---------- Records provided ----------

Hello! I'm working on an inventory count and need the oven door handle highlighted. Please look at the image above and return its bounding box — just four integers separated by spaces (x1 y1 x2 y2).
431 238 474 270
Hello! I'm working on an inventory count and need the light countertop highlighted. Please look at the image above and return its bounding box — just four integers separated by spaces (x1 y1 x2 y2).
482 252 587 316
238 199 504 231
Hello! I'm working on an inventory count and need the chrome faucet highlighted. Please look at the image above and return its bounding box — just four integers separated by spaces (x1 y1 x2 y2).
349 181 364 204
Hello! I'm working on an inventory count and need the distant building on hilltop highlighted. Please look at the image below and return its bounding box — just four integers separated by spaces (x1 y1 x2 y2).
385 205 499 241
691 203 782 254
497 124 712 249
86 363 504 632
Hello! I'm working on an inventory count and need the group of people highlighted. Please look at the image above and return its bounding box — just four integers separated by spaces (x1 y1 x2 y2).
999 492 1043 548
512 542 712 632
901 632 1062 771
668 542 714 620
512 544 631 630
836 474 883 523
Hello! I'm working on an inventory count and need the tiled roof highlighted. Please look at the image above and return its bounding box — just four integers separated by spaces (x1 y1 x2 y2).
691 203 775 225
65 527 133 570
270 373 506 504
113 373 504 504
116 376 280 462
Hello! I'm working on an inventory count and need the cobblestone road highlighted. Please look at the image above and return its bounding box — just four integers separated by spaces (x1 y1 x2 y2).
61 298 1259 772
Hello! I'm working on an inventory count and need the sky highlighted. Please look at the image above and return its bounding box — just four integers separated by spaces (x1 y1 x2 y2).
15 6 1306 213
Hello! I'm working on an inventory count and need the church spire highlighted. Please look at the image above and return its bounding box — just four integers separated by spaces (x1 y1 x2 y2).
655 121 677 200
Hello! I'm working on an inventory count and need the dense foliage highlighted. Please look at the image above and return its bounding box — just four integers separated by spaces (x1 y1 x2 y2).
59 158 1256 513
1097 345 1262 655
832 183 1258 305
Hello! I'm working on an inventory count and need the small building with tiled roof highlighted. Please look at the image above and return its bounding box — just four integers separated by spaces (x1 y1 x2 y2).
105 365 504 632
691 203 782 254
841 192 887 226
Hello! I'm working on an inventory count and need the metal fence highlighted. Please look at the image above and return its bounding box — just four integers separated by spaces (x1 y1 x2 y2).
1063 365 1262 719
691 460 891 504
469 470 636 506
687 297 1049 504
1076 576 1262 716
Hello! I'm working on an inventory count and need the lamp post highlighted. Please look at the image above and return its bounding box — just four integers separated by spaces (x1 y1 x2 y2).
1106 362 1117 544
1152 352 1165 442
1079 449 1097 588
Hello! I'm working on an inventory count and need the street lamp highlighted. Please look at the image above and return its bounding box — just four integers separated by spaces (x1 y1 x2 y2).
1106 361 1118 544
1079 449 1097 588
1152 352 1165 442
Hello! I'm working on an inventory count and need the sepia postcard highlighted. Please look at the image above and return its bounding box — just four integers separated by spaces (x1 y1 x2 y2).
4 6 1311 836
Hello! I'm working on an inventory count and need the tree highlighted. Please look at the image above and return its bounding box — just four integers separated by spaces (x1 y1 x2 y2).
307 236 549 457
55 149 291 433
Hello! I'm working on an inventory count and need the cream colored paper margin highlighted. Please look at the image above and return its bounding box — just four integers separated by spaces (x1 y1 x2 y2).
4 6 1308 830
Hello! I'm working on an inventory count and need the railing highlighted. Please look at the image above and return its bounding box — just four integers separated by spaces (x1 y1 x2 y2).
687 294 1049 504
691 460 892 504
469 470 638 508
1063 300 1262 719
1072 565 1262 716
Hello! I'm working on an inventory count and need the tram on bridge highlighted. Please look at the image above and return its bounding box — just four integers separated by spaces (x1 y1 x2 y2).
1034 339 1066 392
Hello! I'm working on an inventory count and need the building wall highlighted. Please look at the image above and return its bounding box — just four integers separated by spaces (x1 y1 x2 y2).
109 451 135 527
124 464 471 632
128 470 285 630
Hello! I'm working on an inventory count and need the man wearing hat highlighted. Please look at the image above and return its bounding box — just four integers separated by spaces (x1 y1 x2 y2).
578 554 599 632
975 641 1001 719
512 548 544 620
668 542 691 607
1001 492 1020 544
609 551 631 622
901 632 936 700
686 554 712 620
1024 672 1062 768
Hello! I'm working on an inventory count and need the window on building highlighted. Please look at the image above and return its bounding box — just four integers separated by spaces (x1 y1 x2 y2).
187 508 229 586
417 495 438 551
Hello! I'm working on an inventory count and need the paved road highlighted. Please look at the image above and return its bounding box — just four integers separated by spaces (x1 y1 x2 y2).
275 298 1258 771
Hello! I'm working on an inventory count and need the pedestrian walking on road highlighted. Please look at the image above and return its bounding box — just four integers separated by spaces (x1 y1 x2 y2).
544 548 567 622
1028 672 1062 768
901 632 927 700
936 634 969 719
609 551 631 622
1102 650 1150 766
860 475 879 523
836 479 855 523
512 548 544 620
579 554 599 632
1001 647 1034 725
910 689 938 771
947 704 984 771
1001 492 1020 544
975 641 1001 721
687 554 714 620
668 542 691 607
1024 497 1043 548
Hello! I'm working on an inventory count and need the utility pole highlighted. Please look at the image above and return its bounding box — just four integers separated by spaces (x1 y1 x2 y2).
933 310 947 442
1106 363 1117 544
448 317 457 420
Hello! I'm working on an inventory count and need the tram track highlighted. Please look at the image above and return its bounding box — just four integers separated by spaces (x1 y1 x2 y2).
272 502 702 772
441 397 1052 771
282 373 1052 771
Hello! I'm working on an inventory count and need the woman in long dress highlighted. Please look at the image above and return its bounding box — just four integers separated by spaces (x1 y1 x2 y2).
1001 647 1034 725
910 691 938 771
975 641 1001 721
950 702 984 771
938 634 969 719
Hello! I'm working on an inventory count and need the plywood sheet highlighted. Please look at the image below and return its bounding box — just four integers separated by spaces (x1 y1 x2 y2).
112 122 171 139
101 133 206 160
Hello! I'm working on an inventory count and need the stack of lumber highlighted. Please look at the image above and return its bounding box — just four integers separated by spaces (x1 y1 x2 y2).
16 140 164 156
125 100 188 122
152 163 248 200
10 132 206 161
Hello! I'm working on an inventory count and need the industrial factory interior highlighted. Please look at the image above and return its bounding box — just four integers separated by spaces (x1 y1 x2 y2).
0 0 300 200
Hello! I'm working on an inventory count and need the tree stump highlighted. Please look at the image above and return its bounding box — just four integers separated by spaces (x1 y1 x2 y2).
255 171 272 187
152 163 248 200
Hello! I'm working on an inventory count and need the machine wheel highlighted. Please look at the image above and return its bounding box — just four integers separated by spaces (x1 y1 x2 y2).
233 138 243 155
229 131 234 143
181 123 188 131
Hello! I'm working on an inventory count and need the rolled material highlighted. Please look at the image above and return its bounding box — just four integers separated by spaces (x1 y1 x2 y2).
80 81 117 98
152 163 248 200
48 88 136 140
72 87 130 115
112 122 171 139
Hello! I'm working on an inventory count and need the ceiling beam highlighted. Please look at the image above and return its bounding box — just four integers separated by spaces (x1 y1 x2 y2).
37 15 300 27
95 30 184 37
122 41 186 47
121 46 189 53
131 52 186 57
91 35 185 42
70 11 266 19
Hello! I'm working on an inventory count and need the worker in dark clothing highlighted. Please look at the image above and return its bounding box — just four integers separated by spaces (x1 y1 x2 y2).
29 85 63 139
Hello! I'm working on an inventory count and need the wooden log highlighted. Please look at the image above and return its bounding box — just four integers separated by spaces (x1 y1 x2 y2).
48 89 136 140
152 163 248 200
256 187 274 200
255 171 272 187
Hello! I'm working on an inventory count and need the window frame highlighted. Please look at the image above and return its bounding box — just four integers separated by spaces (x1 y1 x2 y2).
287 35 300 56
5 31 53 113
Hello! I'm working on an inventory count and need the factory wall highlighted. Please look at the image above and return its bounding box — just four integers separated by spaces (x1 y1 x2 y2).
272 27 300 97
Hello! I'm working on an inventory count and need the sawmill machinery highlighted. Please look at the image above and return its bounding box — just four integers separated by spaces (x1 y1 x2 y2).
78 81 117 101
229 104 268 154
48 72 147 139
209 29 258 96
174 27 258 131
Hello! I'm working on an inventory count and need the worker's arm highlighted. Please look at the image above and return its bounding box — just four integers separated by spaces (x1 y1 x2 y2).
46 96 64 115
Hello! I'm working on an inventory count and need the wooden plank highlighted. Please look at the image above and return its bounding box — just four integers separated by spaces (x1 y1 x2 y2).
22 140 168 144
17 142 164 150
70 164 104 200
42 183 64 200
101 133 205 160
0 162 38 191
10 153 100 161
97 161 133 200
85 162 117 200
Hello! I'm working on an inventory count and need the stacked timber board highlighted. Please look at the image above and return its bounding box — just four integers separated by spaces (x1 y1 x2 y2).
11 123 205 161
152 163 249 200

----------

### The request
Write out the lines of the records above, starting at the line that contains "Hello! I'm working on an inventory count and need the man" and continuing up to and including the line that contains "1024 497 1043 548".

### The completed task
Hello! I'm working on an inventory count and need the man wearing hat highlighted. Please look at the image above and return its bounding box — just four integers separated by spaces (x1 y1 x2 y2).
578 554 599 632
975 641 1001 719
512 548 544 620
668 542 691 607
1001 492 1020 544
609 551 631 622
901 632 936 700
686 554 712 620
1024 672 1062 768
Hello! I'm working on an inventory count and need the window on building highlighted. Please look at the image above and return its bounding box — just four integers separated by spaces (x1 y1 x2 y2).
187 508 229 586
417 495 438 551
Hello! I'm working on an inventory count and need the paved road highlighted. Please look at the image above and return its bounding box — just four integers separated by spaces (x1 y1 x2 y2).
275 298 1258 771
Hello! I'm working on an inventory count and need the pedestrian walking on road highlighted. Please look at the image above and return its bounding box — just four integers separated by spaces (x1 y1 x2 y2).
544 548 567 622
1028 672 1062 768
901 632 927 700
936 634 969 719
609 551 631 622
1102 650 1150 766
860 475 879 523
836 479 855 523
512 548 544 620
579 554 599 632
1001 647 1034 725
910 689 938 771
947 704 984 771
1001 492 1020 544
975 641 1001 721
687 554 714 620
668 542 691 607
1024 497 1043 548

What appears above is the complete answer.